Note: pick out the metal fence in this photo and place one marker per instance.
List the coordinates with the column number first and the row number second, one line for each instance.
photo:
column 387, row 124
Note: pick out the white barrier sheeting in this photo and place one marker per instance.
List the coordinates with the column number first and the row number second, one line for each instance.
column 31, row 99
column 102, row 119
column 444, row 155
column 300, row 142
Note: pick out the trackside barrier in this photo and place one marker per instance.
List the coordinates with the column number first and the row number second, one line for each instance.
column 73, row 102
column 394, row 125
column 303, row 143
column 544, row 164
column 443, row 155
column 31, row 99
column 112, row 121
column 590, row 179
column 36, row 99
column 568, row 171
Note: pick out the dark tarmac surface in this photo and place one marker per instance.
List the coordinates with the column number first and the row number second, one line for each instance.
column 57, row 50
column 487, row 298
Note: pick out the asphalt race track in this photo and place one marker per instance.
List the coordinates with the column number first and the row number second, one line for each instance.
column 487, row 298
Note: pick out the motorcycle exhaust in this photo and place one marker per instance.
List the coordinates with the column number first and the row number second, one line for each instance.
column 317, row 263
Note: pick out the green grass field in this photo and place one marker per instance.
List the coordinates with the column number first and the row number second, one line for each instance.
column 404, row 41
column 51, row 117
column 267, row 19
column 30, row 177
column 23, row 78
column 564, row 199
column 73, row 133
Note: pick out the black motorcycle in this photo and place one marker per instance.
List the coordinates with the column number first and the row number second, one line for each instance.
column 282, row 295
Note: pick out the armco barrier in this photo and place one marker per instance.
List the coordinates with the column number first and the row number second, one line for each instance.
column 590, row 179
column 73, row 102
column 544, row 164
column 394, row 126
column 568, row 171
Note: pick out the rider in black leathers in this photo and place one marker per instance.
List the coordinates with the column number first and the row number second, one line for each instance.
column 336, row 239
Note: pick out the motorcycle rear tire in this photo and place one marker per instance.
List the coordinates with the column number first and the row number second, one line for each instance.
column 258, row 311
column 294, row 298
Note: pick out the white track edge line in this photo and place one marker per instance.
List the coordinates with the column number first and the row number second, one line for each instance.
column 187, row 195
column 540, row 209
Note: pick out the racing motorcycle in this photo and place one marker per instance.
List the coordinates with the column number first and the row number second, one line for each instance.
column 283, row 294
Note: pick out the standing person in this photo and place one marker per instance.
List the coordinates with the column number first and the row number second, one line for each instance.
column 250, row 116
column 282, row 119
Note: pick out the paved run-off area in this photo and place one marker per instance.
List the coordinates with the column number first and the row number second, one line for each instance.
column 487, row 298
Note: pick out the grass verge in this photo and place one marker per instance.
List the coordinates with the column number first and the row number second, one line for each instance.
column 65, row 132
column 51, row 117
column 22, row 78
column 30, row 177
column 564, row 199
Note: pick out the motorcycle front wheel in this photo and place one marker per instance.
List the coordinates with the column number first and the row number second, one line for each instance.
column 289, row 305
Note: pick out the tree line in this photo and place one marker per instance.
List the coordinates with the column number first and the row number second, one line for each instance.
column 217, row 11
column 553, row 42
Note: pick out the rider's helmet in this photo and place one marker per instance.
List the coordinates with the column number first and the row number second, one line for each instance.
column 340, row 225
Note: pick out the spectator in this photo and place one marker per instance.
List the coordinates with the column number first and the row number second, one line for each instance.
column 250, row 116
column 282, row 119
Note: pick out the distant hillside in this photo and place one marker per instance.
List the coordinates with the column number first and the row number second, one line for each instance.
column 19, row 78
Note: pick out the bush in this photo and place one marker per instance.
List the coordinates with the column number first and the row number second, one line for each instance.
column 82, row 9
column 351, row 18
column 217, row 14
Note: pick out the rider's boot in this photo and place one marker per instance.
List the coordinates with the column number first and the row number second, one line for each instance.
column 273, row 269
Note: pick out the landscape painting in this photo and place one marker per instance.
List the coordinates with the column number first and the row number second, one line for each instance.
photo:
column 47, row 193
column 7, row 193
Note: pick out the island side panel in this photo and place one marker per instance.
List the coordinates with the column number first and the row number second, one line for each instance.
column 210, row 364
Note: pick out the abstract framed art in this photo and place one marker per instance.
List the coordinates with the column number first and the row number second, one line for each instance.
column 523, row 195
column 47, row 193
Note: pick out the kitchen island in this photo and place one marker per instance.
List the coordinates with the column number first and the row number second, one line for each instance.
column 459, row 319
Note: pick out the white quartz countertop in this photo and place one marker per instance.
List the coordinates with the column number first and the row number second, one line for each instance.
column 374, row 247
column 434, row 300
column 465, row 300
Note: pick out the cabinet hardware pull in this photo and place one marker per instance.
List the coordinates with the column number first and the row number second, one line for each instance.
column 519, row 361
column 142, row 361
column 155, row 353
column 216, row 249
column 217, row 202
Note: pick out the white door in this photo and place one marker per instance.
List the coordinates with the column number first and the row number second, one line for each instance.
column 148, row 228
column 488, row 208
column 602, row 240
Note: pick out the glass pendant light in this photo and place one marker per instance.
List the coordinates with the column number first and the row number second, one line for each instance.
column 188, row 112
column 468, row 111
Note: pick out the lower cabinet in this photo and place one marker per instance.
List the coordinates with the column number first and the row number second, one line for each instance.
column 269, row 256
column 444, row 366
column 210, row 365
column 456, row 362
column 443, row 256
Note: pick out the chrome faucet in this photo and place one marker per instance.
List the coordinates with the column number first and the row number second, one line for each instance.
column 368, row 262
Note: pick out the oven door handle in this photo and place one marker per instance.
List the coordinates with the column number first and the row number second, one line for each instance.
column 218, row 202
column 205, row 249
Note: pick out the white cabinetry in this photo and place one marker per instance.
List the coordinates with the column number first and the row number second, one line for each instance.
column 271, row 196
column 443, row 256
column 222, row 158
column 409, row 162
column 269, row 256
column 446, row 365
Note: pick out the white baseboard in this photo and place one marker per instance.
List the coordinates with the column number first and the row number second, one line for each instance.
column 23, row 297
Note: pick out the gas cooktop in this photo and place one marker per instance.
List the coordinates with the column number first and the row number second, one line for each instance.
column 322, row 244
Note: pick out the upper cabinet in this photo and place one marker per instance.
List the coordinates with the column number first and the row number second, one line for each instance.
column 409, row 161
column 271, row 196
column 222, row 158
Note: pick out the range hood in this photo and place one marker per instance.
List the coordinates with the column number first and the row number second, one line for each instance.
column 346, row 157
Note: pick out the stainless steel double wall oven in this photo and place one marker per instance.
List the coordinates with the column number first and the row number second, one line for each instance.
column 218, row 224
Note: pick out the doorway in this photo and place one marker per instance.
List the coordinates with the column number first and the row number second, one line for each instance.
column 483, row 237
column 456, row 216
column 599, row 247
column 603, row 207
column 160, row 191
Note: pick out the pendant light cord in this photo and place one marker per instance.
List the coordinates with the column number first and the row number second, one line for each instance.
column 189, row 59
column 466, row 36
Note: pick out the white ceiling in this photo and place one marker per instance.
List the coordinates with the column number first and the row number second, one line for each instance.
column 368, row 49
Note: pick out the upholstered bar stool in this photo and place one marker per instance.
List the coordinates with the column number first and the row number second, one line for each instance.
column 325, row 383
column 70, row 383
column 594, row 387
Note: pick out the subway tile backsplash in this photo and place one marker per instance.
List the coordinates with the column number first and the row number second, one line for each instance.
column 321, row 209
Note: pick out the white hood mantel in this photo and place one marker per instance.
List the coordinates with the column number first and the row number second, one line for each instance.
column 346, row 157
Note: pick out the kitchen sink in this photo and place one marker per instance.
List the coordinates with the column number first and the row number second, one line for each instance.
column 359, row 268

= = = = =

• **WORK TO COMPLETE**
Print, without changes, the lines of the listing from the line with "Note: pick out the motorcycle front" up to and including the line with "column 340, row 225".

• **SOLUTION**
Note: pick out the motorcycle front wheel in this photo and place one marker per instance.
List the coordinates with the column number first and the row number second, one line for each instance.
column 289, row 305
Note: pick out the tree line in this photo and place one marker per instance.
List the coordinates with the column number first and the row number second, one line for each instance.
column 217, row 11
column 553, row 42
Note: pick out the rider's helmet in this photo and place one marker per instance.
List the coordinates with the column number first and the row number second, one line for each instance.
column 340, row 225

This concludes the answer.